■ **Tarea planteada 1**
Según el relato del viaje por Ecuador, ¿de dónde era Kepa, el dueño del hotel?
─── Bloque de texto
Aquel verano de 1993, durante el viaje de vacaciones por Ecuador, hicimos estancia en Puerto de Misahuallí, una población rural de la provincia de Napo, en la selva. Nos alojamos en un hotelito de dos plantas a medio acabar. En la habitación principal faltaba la barandilla del balcón, y apenas había muebles: una cama de matrimonio con mosquitera y una silla. De hecho, éramos los primeros huéspedes que recibía el hotel. El dueño, Kepa, era vasco. Había llegado al lugar hacía tiempo, organizaba excursiones para turistas y ahora intentaba entrar en el negocio de la hostelería. No le sería difícil. En aquella pequeña aldea, los pocos turistas que llegaban con la intención de entrar en la selva, no tenían otro remedio que alojarse en chozas de adobe y techo de uralita sin agua ni luz. Dejamos las mochilas y bajamos a la calle principal del pueblo. Kepa nos acompañó hasta su negocio, una pequeña choza de madera en la calle principal, con un gran cartel con publicidad de las excursiones que organizaba. Ese mismo día embarcamos con él en una canoa, río arriba. Desembarcamos a los pies de un sendero trazado en plena selva. Nos explicó que casi a diario tenía que despejar el camino porque la selva lo devoraba todo en pocas horas. Tal era la exuberancia de la zona. El clima, muy húmedo y caluroso. Ya nos habían advertido de que vistiéramos con ropa ligera pero con mangas, brazos y cuello cubiertos, ya que los mosquitos te acribillaban instantáneamente. Esperábamos ver a los llamados monos capuchinos, pero la biodiversidad de la selva alta nos depararía muchas más sorpresas: tucanes, mariposas bellísimas, hormigas gigantes, centenares, formando espectaculares caminos cargando hojas... Nos dijo que tuviéramos cuidado con las serpientes, ya que eran venenosas, pero por suerte no dimos con ningún ejemplar. Estuve muy atenta durante todo el camino a dónde pisaba. Lo pasé muy mal con las arañas, enormes. Sufro de aracnofobia desde pequeña. Kepa no les daba ninguna importancia, pero yo temblaba sólo de imaginarlas. Junto al sendero, vimos un enorme ejemplar de 25 cm, peluda y gruesa, negra, con las patas extendidas, esperando pacientemente a sus presas en el centro de una gran telaraña. –Una hembra –nos informó Kepa, señalándola con un palo– No se asusten, sólo son depredadoras de pequeños animales. En el abdomen tienen glándulas ventosas que sirven para paralizar a las presas. Pero tengan cuidado.... son venenosas.
──────
─── Datos de entrada
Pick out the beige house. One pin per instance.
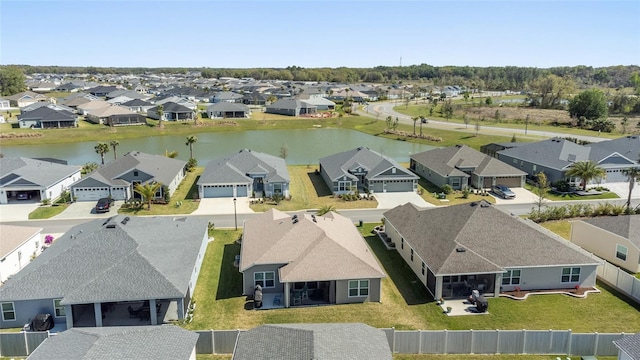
(307, 259)
(615, 239)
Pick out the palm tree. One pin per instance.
(633, 175)
(101, 149)
(190, 141)
(147, 191)
(114, 144)
(586, 171)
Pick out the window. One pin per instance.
(358, 288)
(570, 274)
(621, 252)
(265, 279)
(511, 277)
(59, 309)
(8, 312)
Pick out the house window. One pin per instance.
(570, 274)
(8, 311)
(358, 288)
(58, 309)
(621, 252)
(265, 279)
(511, 277)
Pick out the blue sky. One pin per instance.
(320, 33)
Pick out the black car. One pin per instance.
(104, 205)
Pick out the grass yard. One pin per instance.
(181, 202)
(309, 191)
(405, 304)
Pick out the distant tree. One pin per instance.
(147, 191)
(586, 171)
(190, 141)
(590, 105)
(114, 144)
(101, 149)
(12, 80)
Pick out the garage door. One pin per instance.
(241, 190)
(214, 191)
(90, 194)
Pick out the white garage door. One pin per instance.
(90, 194)
(213, 191)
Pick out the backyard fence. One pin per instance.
(621, 280)
(536, 342)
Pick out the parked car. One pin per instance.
(23, 195)
(503, 191)
(104, 205)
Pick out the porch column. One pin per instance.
(180, 308)
(68, 311)
(286, 295)
(438, 293)
(97, 309)
(153, 312)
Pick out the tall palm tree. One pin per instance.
(586, 171)
(147, 191)
(190, 141)
(114, 144)
(101, 149)
(633, 175)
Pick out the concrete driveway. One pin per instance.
(17, 211)
(391, 200)
(86, 209)
(219, 206)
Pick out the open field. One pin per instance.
(405, 304)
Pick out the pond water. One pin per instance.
(304, 146)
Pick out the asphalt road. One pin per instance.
(381, 110)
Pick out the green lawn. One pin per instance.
(405, 304)
(181, 202)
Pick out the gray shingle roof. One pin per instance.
(235, 167)
(493, 239)
(107, 343)
(160, 168)
(313, 341)
(627, 226)
(630, 345)
(26, 171)
(150, 257)
(315, 248)
(338, 165)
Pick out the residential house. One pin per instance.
(555, 156)
(224, 110)
(365, 170)
(111, 272)
(455, 249)
(628, 347)
(291, 107)
(313, 341)
(133, 342)
(118, 178)
(245, 173)
(18, 245)
(25, 98)
(615, 239)
(461, 166)
(47, 118)
(171, 112)
(41, 180)
(308, 259)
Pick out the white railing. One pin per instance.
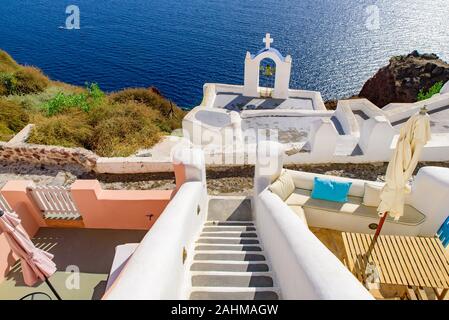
(55, 202)
(4, 206)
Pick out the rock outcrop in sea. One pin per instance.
(404, 77)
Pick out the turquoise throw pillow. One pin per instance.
(327, 189)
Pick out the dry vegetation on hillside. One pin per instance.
(118, 124)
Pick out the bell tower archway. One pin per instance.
(281, 72)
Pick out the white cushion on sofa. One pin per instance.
(299, 211)
(372, 194)
(283, 186)
(305, 180)
(354, 206)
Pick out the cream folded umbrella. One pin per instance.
(413, 137)
(36, 264)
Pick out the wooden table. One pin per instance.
(414, 262)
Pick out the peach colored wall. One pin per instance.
(15, 193)
(21, 202)
(118, 209)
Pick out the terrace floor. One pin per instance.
(439, 120)
(89, 250)
(333, 240)
(237, 102)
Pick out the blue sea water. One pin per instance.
(177, 46)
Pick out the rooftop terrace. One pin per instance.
(90, 250)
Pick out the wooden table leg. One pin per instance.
(441, 295)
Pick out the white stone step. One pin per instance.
(230, 266)
(229, 255)
(217, 293)
(229, 228)
(229, 223)
(232, 279)
(227, 247)
(229, 234)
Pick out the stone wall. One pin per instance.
(51, 155)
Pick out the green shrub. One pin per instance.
(30, 80)
(6, 134)
(13, 118)
(122, 129)
(61, 102)
(67, 130)
(8, 84)
(436, 88)
(7, 63)
(171, 114)
(26, 80)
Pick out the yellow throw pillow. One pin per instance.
(283, 186)
(371, 197)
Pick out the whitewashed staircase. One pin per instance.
(229, 262)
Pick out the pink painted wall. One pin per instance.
(101, 209)
(15, 193)
(118, 209)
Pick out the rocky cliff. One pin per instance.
(404, 77)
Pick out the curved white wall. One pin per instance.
(304, 268)
(430, 195)
(156, 270)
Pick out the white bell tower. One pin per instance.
(252, 71)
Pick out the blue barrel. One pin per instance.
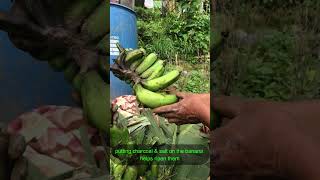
──────
■ **Tarea planteada 2**
Selecciona cada línea de los registros que contenga la palabra "bell", distinguiendo entre mayúsculas y minúsculas.

■ **Solución del ejercicio 1**
Kepa era vasco.

■ **Solución del ejercicio 2**
Pick out the bell tower archway. One pin per instance.
Pick out the white bell tower. One pin per instance.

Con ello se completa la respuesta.